**STATED GOAL**
Show every line of the records that contains the string "window". Case counts.

Coordinate annotation entries:
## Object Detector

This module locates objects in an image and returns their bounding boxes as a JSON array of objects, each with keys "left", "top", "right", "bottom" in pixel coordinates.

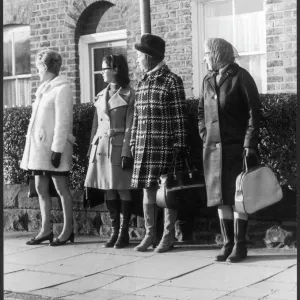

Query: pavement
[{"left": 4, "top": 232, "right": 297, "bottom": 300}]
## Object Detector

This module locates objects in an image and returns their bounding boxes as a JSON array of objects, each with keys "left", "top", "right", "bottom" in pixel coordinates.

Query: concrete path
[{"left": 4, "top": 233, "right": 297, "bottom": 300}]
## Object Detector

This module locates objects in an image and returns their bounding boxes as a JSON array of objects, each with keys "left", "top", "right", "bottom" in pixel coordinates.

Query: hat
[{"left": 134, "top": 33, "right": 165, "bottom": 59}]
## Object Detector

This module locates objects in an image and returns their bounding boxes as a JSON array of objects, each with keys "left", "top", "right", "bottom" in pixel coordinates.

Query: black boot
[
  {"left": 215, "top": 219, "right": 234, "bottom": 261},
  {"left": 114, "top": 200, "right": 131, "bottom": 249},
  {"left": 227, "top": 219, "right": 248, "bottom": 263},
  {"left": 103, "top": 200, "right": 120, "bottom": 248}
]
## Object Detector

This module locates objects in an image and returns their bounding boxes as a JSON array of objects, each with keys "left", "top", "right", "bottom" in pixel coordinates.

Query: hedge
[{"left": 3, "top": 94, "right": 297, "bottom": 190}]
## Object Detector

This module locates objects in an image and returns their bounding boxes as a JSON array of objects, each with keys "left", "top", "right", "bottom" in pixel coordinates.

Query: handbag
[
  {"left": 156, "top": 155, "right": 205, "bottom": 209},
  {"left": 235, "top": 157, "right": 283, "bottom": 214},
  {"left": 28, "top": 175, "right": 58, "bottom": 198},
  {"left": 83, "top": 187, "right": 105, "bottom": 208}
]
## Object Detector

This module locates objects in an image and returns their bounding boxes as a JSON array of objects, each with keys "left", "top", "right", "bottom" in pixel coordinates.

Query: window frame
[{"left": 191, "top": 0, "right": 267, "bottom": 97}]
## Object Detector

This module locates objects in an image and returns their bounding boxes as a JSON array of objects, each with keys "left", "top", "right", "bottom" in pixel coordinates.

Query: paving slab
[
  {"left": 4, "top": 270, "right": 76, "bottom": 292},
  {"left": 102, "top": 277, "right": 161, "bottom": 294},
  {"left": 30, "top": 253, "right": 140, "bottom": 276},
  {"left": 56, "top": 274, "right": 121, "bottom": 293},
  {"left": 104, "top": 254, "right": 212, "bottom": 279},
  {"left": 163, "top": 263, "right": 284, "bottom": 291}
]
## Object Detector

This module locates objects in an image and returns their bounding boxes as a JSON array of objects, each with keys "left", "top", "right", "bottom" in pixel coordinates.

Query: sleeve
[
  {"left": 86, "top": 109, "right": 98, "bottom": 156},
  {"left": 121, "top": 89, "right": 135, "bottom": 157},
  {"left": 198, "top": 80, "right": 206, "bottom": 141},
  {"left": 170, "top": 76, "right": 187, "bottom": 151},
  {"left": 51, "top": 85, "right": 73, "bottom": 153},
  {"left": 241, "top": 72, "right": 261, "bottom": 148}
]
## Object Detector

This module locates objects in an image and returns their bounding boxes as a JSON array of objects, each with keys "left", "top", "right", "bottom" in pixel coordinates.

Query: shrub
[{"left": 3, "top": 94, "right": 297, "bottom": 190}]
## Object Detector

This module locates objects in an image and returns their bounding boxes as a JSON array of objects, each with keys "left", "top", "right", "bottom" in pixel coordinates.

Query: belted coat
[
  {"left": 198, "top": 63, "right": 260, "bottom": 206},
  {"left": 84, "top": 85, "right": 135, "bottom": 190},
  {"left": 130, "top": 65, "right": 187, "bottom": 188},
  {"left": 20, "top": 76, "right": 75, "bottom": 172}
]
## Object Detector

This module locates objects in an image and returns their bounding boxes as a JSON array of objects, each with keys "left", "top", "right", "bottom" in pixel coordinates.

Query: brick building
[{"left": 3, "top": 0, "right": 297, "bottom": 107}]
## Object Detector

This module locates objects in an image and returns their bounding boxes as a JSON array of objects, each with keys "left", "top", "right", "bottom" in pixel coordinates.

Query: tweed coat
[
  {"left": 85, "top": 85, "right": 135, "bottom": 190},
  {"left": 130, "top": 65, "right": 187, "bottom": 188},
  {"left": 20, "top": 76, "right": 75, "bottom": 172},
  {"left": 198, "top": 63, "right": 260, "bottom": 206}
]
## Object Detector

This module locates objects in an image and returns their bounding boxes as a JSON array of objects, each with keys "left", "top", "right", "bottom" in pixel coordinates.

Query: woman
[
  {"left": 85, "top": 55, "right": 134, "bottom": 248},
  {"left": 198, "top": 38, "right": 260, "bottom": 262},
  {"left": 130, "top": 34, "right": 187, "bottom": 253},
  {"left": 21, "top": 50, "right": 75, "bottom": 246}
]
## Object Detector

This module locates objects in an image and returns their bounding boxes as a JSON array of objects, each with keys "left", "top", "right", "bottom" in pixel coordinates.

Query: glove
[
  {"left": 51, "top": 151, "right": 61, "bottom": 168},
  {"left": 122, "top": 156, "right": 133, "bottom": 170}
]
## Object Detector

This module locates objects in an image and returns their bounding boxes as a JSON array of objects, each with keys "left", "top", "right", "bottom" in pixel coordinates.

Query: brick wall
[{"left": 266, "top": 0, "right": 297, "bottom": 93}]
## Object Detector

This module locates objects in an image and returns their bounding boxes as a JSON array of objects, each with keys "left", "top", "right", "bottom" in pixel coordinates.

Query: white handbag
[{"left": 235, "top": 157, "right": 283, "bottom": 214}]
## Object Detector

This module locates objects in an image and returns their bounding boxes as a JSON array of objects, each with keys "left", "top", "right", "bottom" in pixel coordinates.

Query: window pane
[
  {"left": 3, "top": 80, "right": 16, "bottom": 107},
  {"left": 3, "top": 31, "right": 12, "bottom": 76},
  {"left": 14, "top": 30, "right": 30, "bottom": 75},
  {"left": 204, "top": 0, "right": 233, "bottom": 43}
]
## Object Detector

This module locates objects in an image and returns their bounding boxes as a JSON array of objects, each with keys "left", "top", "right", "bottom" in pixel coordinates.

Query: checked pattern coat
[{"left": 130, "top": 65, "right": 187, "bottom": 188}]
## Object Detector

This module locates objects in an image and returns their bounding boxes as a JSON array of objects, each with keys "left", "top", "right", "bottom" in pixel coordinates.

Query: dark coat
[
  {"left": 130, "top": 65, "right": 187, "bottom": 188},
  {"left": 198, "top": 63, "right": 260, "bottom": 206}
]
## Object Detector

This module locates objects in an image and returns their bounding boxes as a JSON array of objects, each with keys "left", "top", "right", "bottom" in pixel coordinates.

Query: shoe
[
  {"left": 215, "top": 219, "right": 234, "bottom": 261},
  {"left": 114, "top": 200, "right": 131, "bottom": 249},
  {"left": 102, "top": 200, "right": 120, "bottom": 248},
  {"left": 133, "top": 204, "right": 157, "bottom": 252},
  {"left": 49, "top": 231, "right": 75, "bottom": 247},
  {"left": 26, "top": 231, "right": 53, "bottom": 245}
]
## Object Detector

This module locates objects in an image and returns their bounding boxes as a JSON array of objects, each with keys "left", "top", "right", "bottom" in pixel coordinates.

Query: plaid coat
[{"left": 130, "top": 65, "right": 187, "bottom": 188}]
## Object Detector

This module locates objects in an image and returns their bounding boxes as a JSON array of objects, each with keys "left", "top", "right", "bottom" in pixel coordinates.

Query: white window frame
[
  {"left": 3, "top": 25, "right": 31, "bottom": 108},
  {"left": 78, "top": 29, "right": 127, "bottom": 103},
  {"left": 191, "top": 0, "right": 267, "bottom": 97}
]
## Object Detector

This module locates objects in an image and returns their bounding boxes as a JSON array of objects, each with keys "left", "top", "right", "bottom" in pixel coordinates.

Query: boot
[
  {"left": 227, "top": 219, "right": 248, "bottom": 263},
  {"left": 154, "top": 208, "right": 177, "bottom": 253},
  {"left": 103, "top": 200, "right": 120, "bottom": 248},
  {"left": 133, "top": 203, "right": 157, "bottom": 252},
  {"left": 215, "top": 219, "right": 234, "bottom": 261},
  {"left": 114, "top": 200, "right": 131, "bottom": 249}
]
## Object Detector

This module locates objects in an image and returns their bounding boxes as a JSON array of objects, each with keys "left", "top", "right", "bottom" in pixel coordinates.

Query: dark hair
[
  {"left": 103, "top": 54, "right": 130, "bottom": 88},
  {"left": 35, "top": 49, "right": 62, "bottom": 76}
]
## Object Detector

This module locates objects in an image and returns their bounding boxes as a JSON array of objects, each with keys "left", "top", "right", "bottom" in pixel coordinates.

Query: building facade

**ANSWER TO THE TASK**
Query: window frame
Query: window pane
Query: white window frame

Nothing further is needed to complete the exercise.